• EXERCISE
Give only a number in reply. It should be how many lines in the records contain the string "tight".
(GIVEN DATA Opens)
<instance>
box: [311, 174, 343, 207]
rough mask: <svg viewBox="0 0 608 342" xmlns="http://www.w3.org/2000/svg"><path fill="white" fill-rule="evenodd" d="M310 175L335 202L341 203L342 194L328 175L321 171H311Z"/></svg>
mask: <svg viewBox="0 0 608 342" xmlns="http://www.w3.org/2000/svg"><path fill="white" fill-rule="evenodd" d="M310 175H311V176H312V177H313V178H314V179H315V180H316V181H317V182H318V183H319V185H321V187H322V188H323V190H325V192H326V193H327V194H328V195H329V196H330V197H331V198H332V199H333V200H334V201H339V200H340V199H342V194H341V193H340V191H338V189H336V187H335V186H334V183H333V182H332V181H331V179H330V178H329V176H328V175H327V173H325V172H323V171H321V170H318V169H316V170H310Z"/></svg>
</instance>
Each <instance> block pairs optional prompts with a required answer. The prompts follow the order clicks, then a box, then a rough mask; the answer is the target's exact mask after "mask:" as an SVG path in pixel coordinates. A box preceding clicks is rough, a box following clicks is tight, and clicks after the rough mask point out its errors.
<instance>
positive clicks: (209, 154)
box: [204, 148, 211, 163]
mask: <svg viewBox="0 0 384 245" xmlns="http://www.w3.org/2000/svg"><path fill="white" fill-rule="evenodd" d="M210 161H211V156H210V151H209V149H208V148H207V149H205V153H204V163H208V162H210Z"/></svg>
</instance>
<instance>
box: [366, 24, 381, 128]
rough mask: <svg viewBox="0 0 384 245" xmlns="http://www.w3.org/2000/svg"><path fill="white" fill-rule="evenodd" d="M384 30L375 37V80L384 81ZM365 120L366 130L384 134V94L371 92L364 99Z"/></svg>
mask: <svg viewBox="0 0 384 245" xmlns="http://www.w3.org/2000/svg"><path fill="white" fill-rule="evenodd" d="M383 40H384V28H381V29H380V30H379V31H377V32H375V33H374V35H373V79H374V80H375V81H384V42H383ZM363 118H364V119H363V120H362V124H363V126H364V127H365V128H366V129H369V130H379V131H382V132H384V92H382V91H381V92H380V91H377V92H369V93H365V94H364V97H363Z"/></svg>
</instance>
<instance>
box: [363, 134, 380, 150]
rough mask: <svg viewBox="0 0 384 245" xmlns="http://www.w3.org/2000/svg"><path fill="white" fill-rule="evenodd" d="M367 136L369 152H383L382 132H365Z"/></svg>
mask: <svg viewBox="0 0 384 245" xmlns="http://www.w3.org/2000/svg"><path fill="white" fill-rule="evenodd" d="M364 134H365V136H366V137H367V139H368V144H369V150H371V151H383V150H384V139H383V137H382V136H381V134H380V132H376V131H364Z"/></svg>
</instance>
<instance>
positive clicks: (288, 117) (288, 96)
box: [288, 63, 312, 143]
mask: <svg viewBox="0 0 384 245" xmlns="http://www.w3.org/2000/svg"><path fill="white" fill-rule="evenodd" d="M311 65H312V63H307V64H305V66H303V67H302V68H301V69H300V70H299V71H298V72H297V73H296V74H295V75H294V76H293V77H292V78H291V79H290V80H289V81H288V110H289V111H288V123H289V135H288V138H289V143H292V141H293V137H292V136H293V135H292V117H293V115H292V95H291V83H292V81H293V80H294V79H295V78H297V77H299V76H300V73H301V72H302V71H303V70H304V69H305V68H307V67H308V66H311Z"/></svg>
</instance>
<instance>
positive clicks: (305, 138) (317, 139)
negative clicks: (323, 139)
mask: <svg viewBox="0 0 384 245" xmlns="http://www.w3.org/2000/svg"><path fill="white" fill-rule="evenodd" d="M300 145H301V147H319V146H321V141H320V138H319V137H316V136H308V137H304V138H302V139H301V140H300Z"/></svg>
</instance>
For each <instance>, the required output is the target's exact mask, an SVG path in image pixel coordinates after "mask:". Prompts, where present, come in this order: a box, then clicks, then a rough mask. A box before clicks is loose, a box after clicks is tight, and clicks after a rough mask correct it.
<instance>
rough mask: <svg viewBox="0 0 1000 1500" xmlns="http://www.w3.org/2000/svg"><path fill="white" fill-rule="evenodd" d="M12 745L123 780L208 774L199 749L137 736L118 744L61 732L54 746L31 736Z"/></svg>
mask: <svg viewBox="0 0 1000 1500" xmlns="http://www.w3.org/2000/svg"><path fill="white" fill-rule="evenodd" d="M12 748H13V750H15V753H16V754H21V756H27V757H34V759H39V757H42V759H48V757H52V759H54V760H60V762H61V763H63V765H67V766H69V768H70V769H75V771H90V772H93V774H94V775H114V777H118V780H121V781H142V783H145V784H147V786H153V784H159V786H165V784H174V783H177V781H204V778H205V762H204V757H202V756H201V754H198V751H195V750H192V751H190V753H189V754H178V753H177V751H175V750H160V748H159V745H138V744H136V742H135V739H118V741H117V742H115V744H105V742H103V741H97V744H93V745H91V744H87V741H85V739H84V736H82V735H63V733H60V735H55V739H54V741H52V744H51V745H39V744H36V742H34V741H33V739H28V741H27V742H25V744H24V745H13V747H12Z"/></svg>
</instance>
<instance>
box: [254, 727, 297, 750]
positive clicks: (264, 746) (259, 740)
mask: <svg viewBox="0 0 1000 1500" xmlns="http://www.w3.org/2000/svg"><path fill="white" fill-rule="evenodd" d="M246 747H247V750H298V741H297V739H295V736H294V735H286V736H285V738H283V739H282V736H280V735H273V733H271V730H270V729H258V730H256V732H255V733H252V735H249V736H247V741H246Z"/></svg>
(GIVEN DATA Closes)
• RESULT OF THIS TASK
2